> Document
=-=-=-=-=
# Metal storage



## trlvn (Mar 18, 2019)

I'm trying to get my shop a little better organized and decided I needed to have better storage for  random small pieces of metal.  Most of my pieces are less than 24" and it turns out that I had that much space under the bench the lathe sits on.   I decided to use some cheap 4 inch PVC pipe from the home centre to make dividers or cubbies.  Here is the result:






The shelf just rests on top of the 2 pvc pipe pieces.  Hopefully I'm not overloading them.  Very small pieces are in the cardboard box below.  A few pieces that are too long for the available space are standing in a pail just off to the right.

Craig


----------



## YYCHM (Mar 18, 2019)

Great idea.  Thanks for sharing that.


----------



## Everett (Mar 18, 2019)

Nice!  I have to build a second workbench, which will also house my metal shorts.  I like your idea, may have to use it!


----------



## Bofobo (Mar 18, 2019)

What a fantastic idea


----------



## CalgaryPT (Mar 18, 2019)
=-=-=-=-=
> Dataset excerpts
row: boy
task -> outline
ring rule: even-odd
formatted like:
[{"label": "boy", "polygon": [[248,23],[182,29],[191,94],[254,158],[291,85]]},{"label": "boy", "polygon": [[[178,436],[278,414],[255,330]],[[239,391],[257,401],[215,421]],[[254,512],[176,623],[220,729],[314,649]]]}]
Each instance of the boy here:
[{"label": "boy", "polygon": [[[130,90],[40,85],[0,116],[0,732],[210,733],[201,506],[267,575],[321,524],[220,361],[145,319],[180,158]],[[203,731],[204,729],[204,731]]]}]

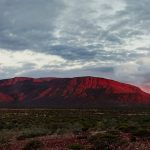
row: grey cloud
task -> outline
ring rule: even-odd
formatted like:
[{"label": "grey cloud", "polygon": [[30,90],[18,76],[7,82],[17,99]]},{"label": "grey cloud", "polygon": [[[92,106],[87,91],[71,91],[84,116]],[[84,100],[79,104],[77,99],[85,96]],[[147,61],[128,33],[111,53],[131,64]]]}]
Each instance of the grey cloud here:
[{"label": "grey cloud", "polygon": [[[45,65],[44,70],[36,70],[34,63],[29,62],[20,70],[5,68],[6,73],[0,76],[23,71],[27,76],[57,76],[61,72],[62,76],[94,75],[118,79],[117,65],[133,62],[138,65],[137,72],[127,71],[119,80],[127,80],[129,74],[133,82],[149,80],[150,70],[140,60],[150,57],[150,45],[145,42],[145,46],[137,43],[132,47],[130,41],[148,38],[150,1],[120,0],[117,3],[125,3],[125,7],[119,10],[115,10],[117,6],[112,2],[0,0],[0,48],[12,53],[30,49],[58,55],[66,60],[66,66],[75,61],[96,64],[62,72],[61,65]],[[50,67],[58,67],[61,71],[49,70]]]}]

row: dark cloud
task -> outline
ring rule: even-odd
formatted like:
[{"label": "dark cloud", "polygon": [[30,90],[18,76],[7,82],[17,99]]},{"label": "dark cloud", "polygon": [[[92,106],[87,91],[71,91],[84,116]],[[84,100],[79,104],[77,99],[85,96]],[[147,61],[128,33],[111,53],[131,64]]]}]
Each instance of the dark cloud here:
[{"label": "dark cloud", "polygon": [[[149,81],[149,8],[149,0],[0,0],[0,78],[17,73]],[[64,63],[38,66],[30,59],[16,68],[2,62],[3,50],[27,49]]]}]

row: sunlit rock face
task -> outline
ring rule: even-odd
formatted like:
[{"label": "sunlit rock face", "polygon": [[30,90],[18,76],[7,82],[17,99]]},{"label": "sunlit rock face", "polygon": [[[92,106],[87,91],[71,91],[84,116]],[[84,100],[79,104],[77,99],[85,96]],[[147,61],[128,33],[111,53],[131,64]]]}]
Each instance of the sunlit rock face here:
[{"label": "sunlit rock face", "polygon": [[97,77],[0,80],[1,107],[101,107],[150,103],[140,88]]}]

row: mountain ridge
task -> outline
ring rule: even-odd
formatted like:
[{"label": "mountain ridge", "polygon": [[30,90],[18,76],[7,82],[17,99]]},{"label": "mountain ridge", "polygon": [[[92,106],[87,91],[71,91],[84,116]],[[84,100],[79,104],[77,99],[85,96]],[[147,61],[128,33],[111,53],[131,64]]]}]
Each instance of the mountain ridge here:
[{"label": "mountain ridge", "polygon": [[99,107],[149,103],[150,94],[139,87],[100,77],[0,80],[0,107]]}]

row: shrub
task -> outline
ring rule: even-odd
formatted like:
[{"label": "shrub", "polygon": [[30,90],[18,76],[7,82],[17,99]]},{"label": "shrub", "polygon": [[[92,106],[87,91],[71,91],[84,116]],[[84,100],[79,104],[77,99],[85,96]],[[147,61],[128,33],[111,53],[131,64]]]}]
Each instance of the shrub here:
[{"label": "shrub", "polygon": [[47,130],[42,130],[42,129],[30,129],[30,130],[25,130],[23,131],[18,137],[17,140],[24,140],[26,138],[34,138],[38,136],[44,136],[47,135],[48,132]]},{"label": "shrub", "polygon": [[115,150],[124,143],[118,131],[99,133],[92,136],[89,141],[93,144],[92,150]]},{"label": "shrub", "polygon": [[38,140],[29,141],[23,148],[23,150],[41,150],[44,144]]},{"label": "shrub", "polygon": [[71,144],[68,147],[70,150],[80,150],[82,146],[80,144]]}]

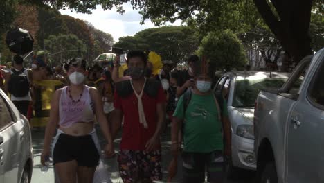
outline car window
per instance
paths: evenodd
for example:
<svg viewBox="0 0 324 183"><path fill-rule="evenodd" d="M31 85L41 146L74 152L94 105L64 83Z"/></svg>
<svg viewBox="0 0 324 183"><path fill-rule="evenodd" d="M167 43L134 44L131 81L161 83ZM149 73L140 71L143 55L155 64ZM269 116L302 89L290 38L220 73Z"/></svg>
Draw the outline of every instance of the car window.
<svg viewBox="0 0 324 183"><path fill-rule="evenodd" d="M0 97L0 129L12 121L7 104L2 97Z"/></svg>
<svg viewBox="0 0 324 183"><path fill-rule="evenodd" d="M289 76L287 82L285 83L280 89L281 94L284 94L285 96L295 100L298 98L300 87L305 76L307 73L312 58L312 56L307 56L300 61Z"/></svg>
<svg viewBox="0 0 324 183"><path fill-rule="evenodd" d="M324 107L324 64L322 64L314 77L309 90L309 98L316 104Z"/></svg>
<svg viewBox="0 0 324 183"><path fill-rule="evenodd" d="M231 80L227 78L224 85L223 89L222 89L222 94L223 94L224 98L227 101L228 99L228 95L230 92L231 86Z"/></svg>
<svg viewBox="0 0 324 183"><path fill-rule="evenodd" d="M235 82L233 106L254 107L255 99L261 89L279 89L285 78L241 79Z"/></svg>
<svg viewBox="0 0 324 183"><path fill-rule="evenodd" d="M226 78L226 77L223 77L220 79L219 82L218 82L217 85L216 85L216 88L215 89L216 92L219 92L222 89L223 87L224 81Z"/></svg>

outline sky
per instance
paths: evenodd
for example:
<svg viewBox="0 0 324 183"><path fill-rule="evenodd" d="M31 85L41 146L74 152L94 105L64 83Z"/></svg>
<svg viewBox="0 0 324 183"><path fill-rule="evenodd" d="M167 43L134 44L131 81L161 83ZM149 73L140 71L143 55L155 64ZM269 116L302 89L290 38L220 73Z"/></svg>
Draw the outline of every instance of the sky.
<svg viewBox="0 0 324 183"><path fill-rule="evenodd" d="M125 12L123 15L116 12L116 8L104 10L100 6L93 10L90 15L77 13L70 10L60 10L60 12L91 23L96 28L111 34L115 42L118 42L120 37L134 35L141 31L154 27L150 20L146 20L143 25L141 25L141 15L138 10L133 10L130 3L125 3L123 8ZM181 24L181 21L177 21L168 25L179 26Z"/></svg>

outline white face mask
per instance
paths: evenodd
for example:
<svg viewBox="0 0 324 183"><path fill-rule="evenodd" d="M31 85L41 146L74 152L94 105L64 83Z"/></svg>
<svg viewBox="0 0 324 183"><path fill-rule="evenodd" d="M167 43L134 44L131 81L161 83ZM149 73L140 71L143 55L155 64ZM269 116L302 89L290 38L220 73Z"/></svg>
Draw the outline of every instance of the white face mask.
<svg viewBox="0 0 324 183"><path fill-rule="evenodd" d="M169 84L169 81L168 81L168 80L163 79L163 80L161 80L161 83L162 83L162 87L163 88L164 90L169 89L170 84Z"/></svg>
<svg viewBox="0 0 324 183"><path fill-rule="evenodd" d="M73 72L69 76L69 79L72 84L78 85L84 81L85 77L83 73L80 72Z"/></svg>
<svg viewBox="0 0 324 183"><path fill-rule="evenodd" d="M196 87L197 87L197 89L198 89L201 92L206 93L210 89L211 82L199 80L199 81L197 81Z"/></svg>
<svg viewBox="0 0 324 183"><path fill-rule="evenodd" d="M37 69L37 65L35 64L32 64L32 69Z"/></svg>
<svg viewBox="0 0 324 183"><path fill-rule="evenodd" d="M192 68L191 67L189 67L189 72L192 73Z"/></svg>

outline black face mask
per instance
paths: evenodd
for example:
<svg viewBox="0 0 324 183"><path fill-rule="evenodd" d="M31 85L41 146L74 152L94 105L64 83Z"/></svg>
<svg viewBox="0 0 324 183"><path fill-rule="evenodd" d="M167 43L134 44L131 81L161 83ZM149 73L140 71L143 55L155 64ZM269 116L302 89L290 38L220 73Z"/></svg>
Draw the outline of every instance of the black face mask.
<svg viewBox="0 0 324 183"><path fill-rule="evenodd" d="M138 80L144 76L144 69L137 67L132 67L128 68L128 74L133 80Z"/></svg>

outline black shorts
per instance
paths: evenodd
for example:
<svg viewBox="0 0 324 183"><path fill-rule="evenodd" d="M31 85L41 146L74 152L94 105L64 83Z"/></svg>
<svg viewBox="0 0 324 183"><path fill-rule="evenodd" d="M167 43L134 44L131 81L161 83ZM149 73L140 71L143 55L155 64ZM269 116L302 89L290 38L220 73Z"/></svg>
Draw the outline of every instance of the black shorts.
<svg viewBox="0 0 324 183"><path fill-rule="evenodd" d="M78 166L93 167L99 164L99 153L89 134L60 134L53 156L53 164L73 160L78 162Z"/></svg>
<svg viewBox="0 0 324 183"><path fill-rule="evenodd" d="M223 182L225 163L222 150L215 150L210 153L183 152L182 156L182 182L204 182L206 171L208 182Z"/></svg>

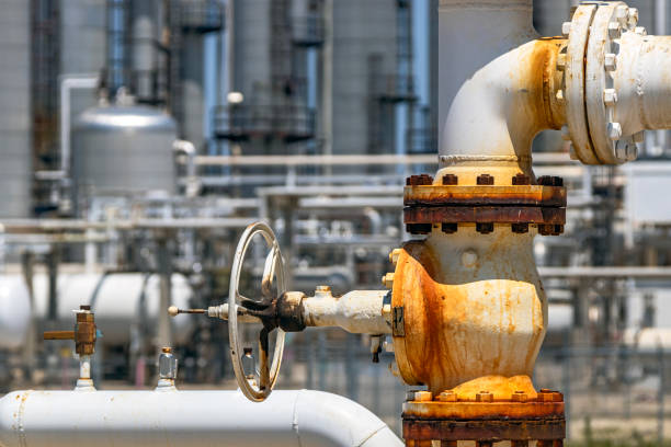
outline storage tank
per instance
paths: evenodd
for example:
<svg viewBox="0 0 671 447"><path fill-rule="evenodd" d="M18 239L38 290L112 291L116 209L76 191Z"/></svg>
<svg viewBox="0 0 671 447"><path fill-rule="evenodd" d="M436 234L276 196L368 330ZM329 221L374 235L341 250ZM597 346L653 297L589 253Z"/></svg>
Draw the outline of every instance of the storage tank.
<svg viewBox="0 0 671 447"><path fill-rule="evenodd" d="M20 275L0 275L0 349L23 345L31 320L30 293Z"/></svg>
<svg viewBox="0 0 671 447"><path fill-rule="evenodd" d="M72 128L76 197L175 190L174 121L143 105L96 106Z"/></svg>

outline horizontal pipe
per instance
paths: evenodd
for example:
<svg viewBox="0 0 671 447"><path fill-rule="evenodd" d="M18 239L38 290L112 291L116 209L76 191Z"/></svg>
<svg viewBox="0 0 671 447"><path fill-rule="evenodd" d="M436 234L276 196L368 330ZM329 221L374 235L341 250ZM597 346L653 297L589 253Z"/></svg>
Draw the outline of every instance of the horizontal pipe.
<svg viewBox="0 0 671 447"><path fill-rule="evenodd" d="M321 391L15 391L0 399L0 446L361 446L402 443L362 405Z"/></svg>
<svg viewBox="0 0 671 447"><path fill-rule="evenodd" d="M342 297L305 298L303 318L308 326L342 328L355 334L390 334L383 316L389 290L353 290Z"/></svg>

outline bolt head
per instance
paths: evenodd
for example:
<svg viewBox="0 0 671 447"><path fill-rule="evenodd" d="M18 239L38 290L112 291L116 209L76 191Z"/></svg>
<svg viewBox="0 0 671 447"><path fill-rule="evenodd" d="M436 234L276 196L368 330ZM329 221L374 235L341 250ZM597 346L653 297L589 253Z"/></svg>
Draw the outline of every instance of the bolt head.
<svg viewBox="0 0 671 447"><path fill-rule="evenodd" d="M564 71L566 69L566 55L560 53L557 55L557 70Z"/></svg>
<svg viewBox="0 0 671 447"><path fill-rule="evenodd" d="M622 126L619 123L609 123L606 131L612 140L618 140L622 137Z"/></svg>
<svg viewBox="0 0 671 447"><path fill-rule="evenodd" d="M476 394L476 402L493 402L493 394L489 391L480 391Z"/></svg>
<svg viewBox="0 0 671 447"><path fill-rule="evenodd" d="M614 53L606 53L603 58L603 66L606 71L617 70L617 55Z"/></svg>
<svg viewBox="0 0 671 447"><path fill-rule="evenodd" d="M603 91L603 103L605 105L615 105L617 102L617 92L615 89L604 89Z"/></svg>
<svg viewBox="0 0 671 447"><path fill-rule="evenodd" d="M454 391L443 391L439 394L436 400L440 402L456 402L457 396Z"/></svg>
<svg viewBox="0 0 671 447"><path fill-rule="evenodd" d="M394 265L396 265L396 263L398 262L398 257L400 256L400 249L394 249L391 250L391 253L389 253L389 262Z"/></svg>
<svg viewBox="0 0 671 447"><path fill-rule="evenodd" d="M622 36L622 26L619 22L613 21L609 23L609 37L611 38L619 38Z"/></svg>
<svg viewBox="0 0 671 447"><path fill-rule="evenodd" d="M626 4L617 7L615 10L615 19L617 19L622 26L626 26L629 22L629 8Z"/></svg>

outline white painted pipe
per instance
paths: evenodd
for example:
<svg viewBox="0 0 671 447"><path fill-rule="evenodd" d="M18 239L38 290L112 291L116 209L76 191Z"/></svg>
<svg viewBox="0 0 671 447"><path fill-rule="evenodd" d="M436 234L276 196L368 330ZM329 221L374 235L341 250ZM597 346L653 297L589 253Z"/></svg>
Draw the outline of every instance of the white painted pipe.
<svg viewBox="0 0 671 447"><path fill-rule="evenodd" d="M355 334L390 334L391 328L383 316L388 290L353 290L342 297L328 294L302 301L308 326L342 328Z"/></svg>
<svg viewBox="0 0 671 447"><path fill-rule="evenodd" d="M274 391L15 391L0 399L2 447L361 446L402 443L340 396Z"/></svg>
<svg viewBox="0 0 671 447"><path fill-rule="evenodd" d="M443 141L441 156L457 149L488 153L482 151L482 145L469 142L457 146L460 140L456 137L492 136L504 125L502 119L498 119L505 112L504 104L491 96L492 87L488 81L500 84L509 72L514 77L515 73L511 72L514 65L511 62L515 62L515 59L510 56L502 61L496 59L536 37L532 0L440 0L439 127L445 126L439 136L439 141ZM496 62L496 67L490 65L491 61ZM471 82L474 74L486 66L490 66L491 70ZM457 100L457 96L460 98ZM471 112L479 113L478 119L474 121L476 115ZM453 119L446 125L448 115L453 114L456 117L465 116L458 123ZM479 121L481 125L478 127ZM459 124L468 126L454 128ZM500 146L498 141L493 142L488 150L496 150Z"/></svg>
<svg viewBox="0 0 671 447"><path fill-rule="evenodd" d="M671 36L623 33L614 72L613 119L628 136L671 128Z"/></svg>

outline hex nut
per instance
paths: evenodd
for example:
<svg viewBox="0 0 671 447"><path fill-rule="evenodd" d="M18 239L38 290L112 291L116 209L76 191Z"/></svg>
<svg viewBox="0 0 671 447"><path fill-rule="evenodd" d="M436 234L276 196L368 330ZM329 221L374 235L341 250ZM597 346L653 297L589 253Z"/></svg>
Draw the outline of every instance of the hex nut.
<svg viewBox="0 0 671 447"><path fill-rule="evenodd" d="M515 391L510 397L510 400L513 402L526 402L528 400L528 396L524 391Z"/></svg>
<svg viewBox="0 0 671 447"><path fill-rule="evenodd" d="M443 185L456 185L459 183L459 177L454 174L443 175Z"/></svg>
<svg viewBox="0 0 671 447"><path fill-rule="evenodd" d="M389 253L389 262L394 265L398 262L398 257L400 256L401 249L394 249Z"/></svg>
<svg viewBox="0 0 671 447"><path fill-rule="evenodd" d="M489 174L480 174L476 179L478 185L493 185L493 177Z"/></svg>
<svg viewBox="0 0 671 447"><path fill-rule="evenodd" d="M619 22L613 21L609 23L609 37L611 38L619 38L622 36L622 26Z"/></svg>
<svg viewBox="0 0 671 447"><path fill-rule="evenodd" d="M564 71L566 69L566 55L560 53L557 55L557 70Z"/></svg>
<svg viewBox="0 0 671 447"><path fill-rule="evenodd" d="M440 402L456 402L457 396L456 396L456 392L447 390L447 391L441 392L439 397L436 398L436 400Z"/></svg>
<svg viewBox="0 0 671 447"><path fill-rule="evenodd" d="M629 8L626 4L621 4L617 7L615 10L615 19L617 19L622 26L627 26L627 23L629 22Z"/></svg>
<svg viewBox="0 0 671 447"><path fill-rule="evenodd" d="M493 394L489 391L480 391L476 394L476 402L493 402Z"/></svg>
<svg viewBox="0 0 671 447"><path fill-rule="evenodd" d="M609 133L609 138L612 140L617 140L622 137L622 126L619 123L609 123L606 131Z"/></svg>
<svg viewBox="0 0 671 447"><path fill-rule="evenodd" d="M633 28L638 24L638 8L629 8L629 27Z"/></svg>
<svg viewBox="0 0 671 447"><path fill-rule="evenodd" d="M606 53L603 57L603 66L606 71L617 70L617 55L615 53Z"/></svg>
<svg viewBox="0 0 671 447"><path fill-rule="evenodd" d="M459 229L458 224L456 222L443 222L441 224L441 231L445 234L454 234Z"/></svg>
<svg viewBox="0 0 671 447"><path fill-rule="evenodd" d="M530 185L531 184L531 179L528 177L528 175L524 175L523 173L519 173L519 174L515 174L515 176L512 177L511 183L513 185Z"/></svg>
=-=-=-=-=
> Problems to work on
1. From the metal storage thread, give again the passage starting with "I'm trying to" and going on through "to the right.".
2. In the metal storage thread, what material did Craig use to make the dividers under the lathe bench?
3. Go on with the metal storage thread from where it stops.

> Expected results
1.
I'm trying to get my shop a little better organized and decided I needed to have better storage for  random small pieces of metal.  Most of my pieces are less than 24" and it turns out that I had that much space under the bench the lathe sits on.   I decided to use some cheap 4 inch PVC pipe from the home centre to make dividers or cubbies.  Here is the result:






The shelf just rests on top of the 2 pvc pipe pieces.  Hopefully I'm not overloading them.  Very small pieces are in the cardboard box below.  A few pieces that are too long for the available space are standing in a pail just off to the right.

2. Cheap 4 inch PVC pipe from the home center.

3.
trlvn said:


> I'm trying to get my shop a little better organized and decided I needed to have better storage for  random small pieces of metal.
> 
> Craig


Craig, very nice. But that level of professional neatness is getting dangerously close to having you stripped of your hobby status .


----------



## trlvn (Mar 19, 2019)

CalgaryPT said:


> Craig, very nice. But that level of professional neatness is getting dangerously close to having you stripped of your hobby status .


Had I turned the camera just a little to the left...or the right...I think my hobby status would firmly established forevermore!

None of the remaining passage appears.